Source data section start
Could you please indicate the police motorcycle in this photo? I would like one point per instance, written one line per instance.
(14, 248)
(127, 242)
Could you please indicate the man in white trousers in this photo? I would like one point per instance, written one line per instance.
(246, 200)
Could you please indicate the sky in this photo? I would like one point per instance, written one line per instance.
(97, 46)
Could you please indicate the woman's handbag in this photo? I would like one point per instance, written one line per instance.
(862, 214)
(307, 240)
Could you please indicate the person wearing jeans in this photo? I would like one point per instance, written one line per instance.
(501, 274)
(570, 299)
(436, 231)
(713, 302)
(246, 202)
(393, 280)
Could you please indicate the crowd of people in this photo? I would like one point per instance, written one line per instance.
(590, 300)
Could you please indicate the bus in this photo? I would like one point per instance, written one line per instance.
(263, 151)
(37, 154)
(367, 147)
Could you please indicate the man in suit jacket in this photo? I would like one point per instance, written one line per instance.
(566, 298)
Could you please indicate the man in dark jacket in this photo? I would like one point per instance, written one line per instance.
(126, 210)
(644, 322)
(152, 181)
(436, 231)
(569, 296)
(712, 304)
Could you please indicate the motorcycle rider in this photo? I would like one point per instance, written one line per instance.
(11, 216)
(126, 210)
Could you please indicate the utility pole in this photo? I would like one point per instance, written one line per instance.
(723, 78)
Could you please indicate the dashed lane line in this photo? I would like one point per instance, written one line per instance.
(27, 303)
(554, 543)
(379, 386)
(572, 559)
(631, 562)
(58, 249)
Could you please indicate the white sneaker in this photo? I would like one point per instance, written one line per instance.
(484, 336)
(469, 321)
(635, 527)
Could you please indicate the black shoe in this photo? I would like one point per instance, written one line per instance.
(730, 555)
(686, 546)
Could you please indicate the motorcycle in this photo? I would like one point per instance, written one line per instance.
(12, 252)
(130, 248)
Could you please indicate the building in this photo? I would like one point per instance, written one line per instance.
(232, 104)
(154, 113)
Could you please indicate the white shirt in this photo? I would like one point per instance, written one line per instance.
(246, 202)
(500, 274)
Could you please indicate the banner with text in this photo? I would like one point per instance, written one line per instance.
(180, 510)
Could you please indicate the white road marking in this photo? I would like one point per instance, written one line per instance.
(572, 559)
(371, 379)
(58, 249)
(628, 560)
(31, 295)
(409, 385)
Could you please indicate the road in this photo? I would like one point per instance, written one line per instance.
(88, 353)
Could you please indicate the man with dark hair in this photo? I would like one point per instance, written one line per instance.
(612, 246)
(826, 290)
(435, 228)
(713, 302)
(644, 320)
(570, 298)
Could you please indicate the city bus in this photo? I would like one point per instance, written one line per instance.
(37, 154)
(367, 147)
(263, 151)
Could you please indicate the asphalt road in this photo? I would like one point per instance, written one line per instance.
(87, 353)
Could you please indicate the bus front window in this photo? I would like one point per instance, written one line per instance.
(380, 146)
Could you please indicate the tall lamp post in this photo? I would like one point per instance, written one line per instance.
Source data section end
_Exercise goal_:
Reply by returning the full set of records above exactly.

_Answer box_:
Could you please indicate the police motorcycle in this photo? I would like one point per instance, written one line per instance.
(14, 248)
(127, 242)
Could you please indicate the man in white trousers in this photo? I would like one point per instance, written one line per instance.
(246, 200)
Could you please indicate the sky in this photo? I would like one point per instance, written one line per instance.
(97, 46)
Could you please indicate the woman's handbag in this photo? I would like one point per instance, written one line per instance.
(862, 214)
(307, 240)
Could you please indicate the person wearing jeans in this photo? I would like one point per instance, written one line per instance.
(501, 274)
(570, 299)
(436, 231)
(713, 302)
(246, 202)
(393, 280)
Could you please indicate the crowd of people in this photo? I would like one point per instance, written one line per instance.
(590, 300)
Could you please indicate the bus in this photo? I would like one point per instance, written one line per instance.
(263, 151)
(37, 154)
(367, 147)
Could you please indicate the man in suit jacket in this photo? I would like one point per instance, written one line per instance.
(566, 298)
Could you please indicate the man in dark jacket in this photo? I would like one point per instance, written one line per instance.
(126, 210)
(644, 322)
(152, 181)
(436, 231)
(569, 296)
(712, 304)
Could you please indicate the motorcycle rider in this photo? I would like one point per instance, written one line per instance.
(11, 216)
(126, 210)
Could you please indicate the utility pole in this photo? I would like one point per instance, written one line per instance.
(723, 78)
Could you please indicate the dashed lane line in this photo? I would like one point per instance, written one line per instance.
(27, 303)
(554, 543)
(379, 386)
(572, 559)
(631, 562)
(58, 249)
Could you please indicate the white sneaker in this photo? I would like one point per instance, written one line per instance.
(484, 336)
(469, 321)
(635, 527)
Could you please indicate the black shoe in this photo? I would like one point per instance, written one line per instance.
(730, 555)
(686, 546)
Could you please indicate the motorcycle in this photo? I would like one point per instance, written one line per instance.
(12, 252)
(130, 248)
Could you please indicate the building in this photo? I would like one point per instance, written one line per instance.
(232, 104)
(154, 113)
Could you please indicate the white shirt in this photo? I would like one point per instance, written one line per instance.
(246, 202)
(500, 274)
Could you please indicate the banner with text in this photo? I would like one point per instance, written one line per instance.
(180, 510)
Could you please indicate the white road marking in this photo? I would like one point per instance, written one line per instance.
(572, 559)
(371, 379)
(58, 249)
(628, 560)
(31, 295)
(409, 385)
Could you please indicate the road in this photo? I would like one point per instance, written one line per instance.
(88, 353)
Could you please indicate the man with dark hair in this photo? I would like one point per instance, written one line per instance.
(612, 246)
(826, 290)
(435, 228)
(713, 302)
(644, 320)
(570, 298)
Could you please indicate the city bus in this photo? I would like one point per instance, written one line per instance.
(37, 154)
(367, 147)
(263, 151)
Could you please indicate the asphalt road in this photo? I would like one point per instance, written one line per instance.
(87, 353)
Could you please indicate the bus front window in this photo? I would like one point per instance, written one line per instance.
(380, 146)
Could you please indicate the tall lamp post in this photo? I would like one point per instance, written one line per instance.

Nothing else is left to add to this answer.